## Problem
Repeat the listing in full, word for word.

## Records provided
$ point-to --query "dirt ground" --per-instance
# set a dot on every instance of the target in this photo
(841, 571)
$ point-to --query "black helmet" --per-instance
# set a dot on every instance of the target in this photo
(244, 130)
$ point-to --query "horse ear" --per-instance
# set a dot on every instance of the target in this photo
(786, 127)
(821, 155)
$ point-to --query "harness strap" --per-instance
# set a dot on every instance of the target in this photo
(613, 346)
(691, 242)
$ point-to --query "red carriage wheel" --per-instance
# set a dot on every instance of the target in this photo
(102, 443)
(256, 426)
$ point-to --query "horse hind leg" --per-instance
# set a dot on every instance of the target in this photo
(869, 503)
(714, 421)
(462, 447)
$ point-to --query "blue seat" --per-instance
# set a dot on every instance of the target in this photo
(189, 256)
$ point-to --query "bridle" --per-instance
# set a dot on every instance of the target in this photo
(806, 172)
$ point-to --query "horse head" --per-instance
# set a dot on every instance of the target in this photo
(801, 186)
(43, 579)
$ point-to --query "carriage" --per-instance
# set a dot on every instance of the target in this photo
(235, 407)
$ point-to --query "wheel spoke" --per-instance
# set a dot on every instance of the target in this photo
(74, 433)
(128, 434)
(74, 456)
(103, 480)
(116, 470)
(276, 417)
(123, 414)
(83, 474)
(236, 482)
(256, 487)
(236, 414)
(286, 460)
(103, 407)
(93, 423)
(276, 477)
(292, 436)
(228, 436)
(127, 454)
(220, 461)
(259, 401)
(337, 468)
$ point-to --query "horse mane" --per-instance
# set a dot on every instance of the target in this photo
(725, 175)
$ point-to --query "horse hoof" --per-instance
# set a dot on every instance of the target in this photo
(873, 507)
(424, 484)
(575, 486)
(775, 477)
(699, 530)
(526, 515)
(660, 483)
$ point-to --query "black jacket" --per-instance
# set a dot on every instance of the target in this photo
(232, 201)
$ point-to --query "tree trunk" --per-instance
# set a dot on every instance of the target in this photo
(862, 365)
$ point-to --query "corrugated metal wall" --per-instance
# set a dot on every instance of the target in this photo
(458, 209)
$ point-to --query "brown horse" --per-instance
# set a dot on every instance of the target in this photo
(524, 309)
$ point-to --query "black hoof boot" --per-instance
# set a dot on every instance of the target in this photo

## Exercise answer
$ point-to --query "dirt ground" --per-instance
# set a dot on every instance of the target in this photo
(841, 571)
$ point-to --query "black helmet" --per-instance
# set a dot on every instance of the target in this photo
(244, 130)
$ point-to --query "horse ear" --per-instance
# set a dot on every instance of the target in this photo
(786, 127)
(821, 155)
$ point-to --query "harness strap" --per-instance
# set a dot on every instance of the target in this photo
(613, 346)
(691, 242)
$ point-to --query "red carriage wheel" --per-instance
# set a dot on every instance of the target in this photo
(102, 443)
(256, 426)
$ point-to --query "horse hind leg" --per-instance
# set a dot on every instance of the target in this photo
(869, 503)
(714, 421)
(462, 447)
$ point-to --query "blue seat" --per-instance
# set a dot on every instance of the target in this photo
(189, 256)
$ point-to --query "bridle" --per-instance
# set a dot on every instance of the target in this photo
(806, 172)
$ point-to --query "horse head" --per-instance
# set a dot on every instance of the target in this photo
(801, 186)
(43, 579)
$ point-to --query "carriage" --per-instance
# set a dot on every instance of the target in this photo
(235, 407)
$ point-to --query "wheel spoke" --per-instance
# set a dot on every instance of the target in this photo
(74, 433)
(128, 434)
(74, 456)
(103, 480)
(116, 470)
(276, 417)
(123, 414)
(83, 474)
(236, 482)
(256, 487)
(236, 414)
(286, 460)
(103, 407)
(93, 423)
(276, 477)
(292, 436)
(228, 436)
(127, 454)
(220, 461)
(259, 401)
(337, 468)
$ point-to --query "horse mane" --per-instance
# set a dot on every instance of the target in this photo
(725, 175)
$ point-to --query "horse hoof" --per-instance
# set a dot on every instance of the target in this photo
(873, 507)
(424, 484)
(575, 486)
(775, 477)
(699, 530)
(526, 515)
(660, 483)
$ point-to --query "black jacket" --per-instance
# set a dot on every instance of the target in this photo
(232, 201)
$ point-to --query "tree trunk" --per-instance
# set a dot on every instance of the target in this photo
(862, 365)
$ point-to --query "corrugated metal wall" --per-instance
# set a dot on every instance of the target in this photo
(458, 209)
$ point-to --query "brown horse" --per-instance
# set a dot on every instance of the target in this photo
(524, 309)
$ point-to --query "black hoof boot" --per-instance
# set a dot on every instance of the target in this photo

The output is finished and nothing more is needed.